» REQUIREMENT:
Each line from the one that contains "For every instance of the white fur, record" down to the last line of the material should be retyped exactly as it stands.

» TASK INPUT:
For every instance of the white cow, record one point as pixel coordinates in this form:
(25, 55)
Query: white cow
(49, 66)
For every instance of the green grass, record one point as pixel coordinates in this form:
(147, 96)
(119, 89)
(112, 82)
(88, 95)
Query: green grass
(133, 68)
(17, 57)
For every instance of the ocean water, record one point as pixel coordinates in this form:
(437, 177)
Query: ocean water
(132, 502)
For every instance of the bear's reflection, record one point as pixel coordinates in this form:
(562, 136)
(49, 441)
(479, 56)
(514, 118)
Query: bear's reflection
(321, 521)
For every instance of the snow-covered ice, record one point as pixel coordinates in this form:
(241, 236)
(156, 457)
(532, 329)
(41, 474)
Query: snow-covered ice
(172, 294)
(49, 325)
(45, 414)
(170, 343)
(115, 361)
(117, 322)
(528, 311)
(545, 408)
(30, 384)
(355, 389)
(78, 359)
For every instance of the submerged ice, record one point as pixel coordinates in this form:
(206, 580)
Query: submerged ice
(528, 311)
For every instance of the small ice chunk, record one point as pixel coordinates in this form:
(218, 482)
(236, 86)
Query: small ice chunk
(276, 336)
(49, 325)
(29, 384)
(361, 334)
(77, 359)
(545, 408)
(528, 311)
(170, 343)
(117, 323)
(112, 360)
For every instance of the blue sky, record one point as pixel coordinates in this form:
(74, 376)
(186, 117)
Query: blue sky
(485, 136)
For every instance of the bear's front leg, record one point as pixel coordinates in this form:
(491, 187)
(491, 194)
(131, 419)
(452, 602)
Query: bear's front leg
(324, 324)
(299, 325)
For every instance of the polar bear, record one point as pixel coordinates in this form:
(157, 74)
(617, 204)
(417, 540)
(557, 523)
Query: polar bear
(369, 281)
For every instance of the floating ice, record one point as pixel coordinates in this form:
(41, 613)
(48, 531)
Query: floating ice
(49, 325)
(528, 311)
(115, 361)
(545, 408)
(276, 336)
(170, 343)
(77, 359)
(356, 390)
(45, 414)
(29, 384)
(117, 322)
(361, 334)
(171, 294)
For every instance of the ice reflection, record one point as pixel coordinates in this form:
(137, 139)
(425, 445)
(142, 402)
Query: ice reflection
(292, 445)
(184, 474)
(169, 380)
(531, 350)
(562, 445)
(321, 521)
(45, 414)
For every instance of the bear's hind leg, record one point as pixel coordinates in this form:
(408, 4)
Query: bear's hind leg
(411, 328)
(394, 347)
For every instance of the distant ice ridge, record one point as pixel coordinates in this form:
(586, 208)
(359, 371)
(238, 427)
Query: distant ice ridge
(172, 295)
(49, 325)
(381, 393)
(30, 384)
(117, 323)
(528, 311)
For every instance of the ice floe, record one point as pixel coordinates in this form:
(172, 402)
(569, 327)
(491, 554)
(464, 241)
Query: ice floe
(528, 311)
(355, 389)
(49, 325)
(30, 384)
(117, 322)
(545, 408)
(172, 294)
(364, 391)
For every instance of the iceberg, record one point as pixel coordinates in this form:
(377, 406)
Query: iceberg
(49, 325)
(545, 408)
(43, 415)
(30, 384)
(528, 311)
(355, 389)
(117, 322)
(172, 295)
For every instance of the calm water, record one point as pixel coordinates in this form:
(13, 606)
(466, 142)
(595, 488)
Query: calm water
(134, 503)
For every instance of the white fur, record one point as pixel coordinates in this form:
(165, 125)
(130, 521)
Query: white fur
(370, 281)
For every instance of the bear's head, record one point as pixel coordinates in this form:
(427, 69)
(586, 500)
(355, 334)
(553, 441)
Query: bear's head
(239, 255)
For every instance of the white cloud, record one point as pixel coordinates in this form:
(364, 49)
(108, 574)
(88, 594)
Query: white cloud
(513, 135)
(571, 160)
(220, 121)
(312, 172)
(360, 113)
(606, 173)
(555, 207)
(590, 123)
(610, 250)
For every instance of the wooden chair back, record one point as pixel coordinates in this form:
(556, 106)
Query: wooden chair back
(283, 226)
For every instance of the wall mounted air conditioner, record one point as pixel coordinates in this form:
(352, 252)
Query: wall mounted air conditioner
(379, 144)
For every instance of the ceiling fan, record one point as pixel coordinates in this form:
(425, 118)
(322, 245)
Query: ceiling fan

» RESULT FOR THIS TASK:
For every instance of the white fur, record one point as pixel coordinates in this form:
(165, 125)
(130, 521)
Query: white fur
(370, 281)
For every instance of the bear's head, record one point as pixel coordinates in this form:
(427, 69)
(586, 500)
(355, 334)
(553, 441)
Query: bear's head
(239, 255)
For every instance of the white cloud, record one point as pixel coordinates in this form:
(364, 49)
(108, 574)
(88, 594)
Query: white cloud
(513, 135)
(571, 160)
(220, 121)
(312, 172)
(360, 113)
(606, 173)
(555, 207)
(590, 123)
(610, 250)
For every instance of the wooden chair back, record one point as pixel coordinates in this form:
(556, 106)
Query: wooden chair back
(283, 226)
For every instance of the wall mounted air conditioner, record one point as pixel coordinates in this form:
(352, 252)
Query: wall mounted air conditioner
(379, 144)
For every instance of the ceiling fan, record one point as pixel coordinates in this form:
(425, 118)
(322, 245)
Query: ceiling fan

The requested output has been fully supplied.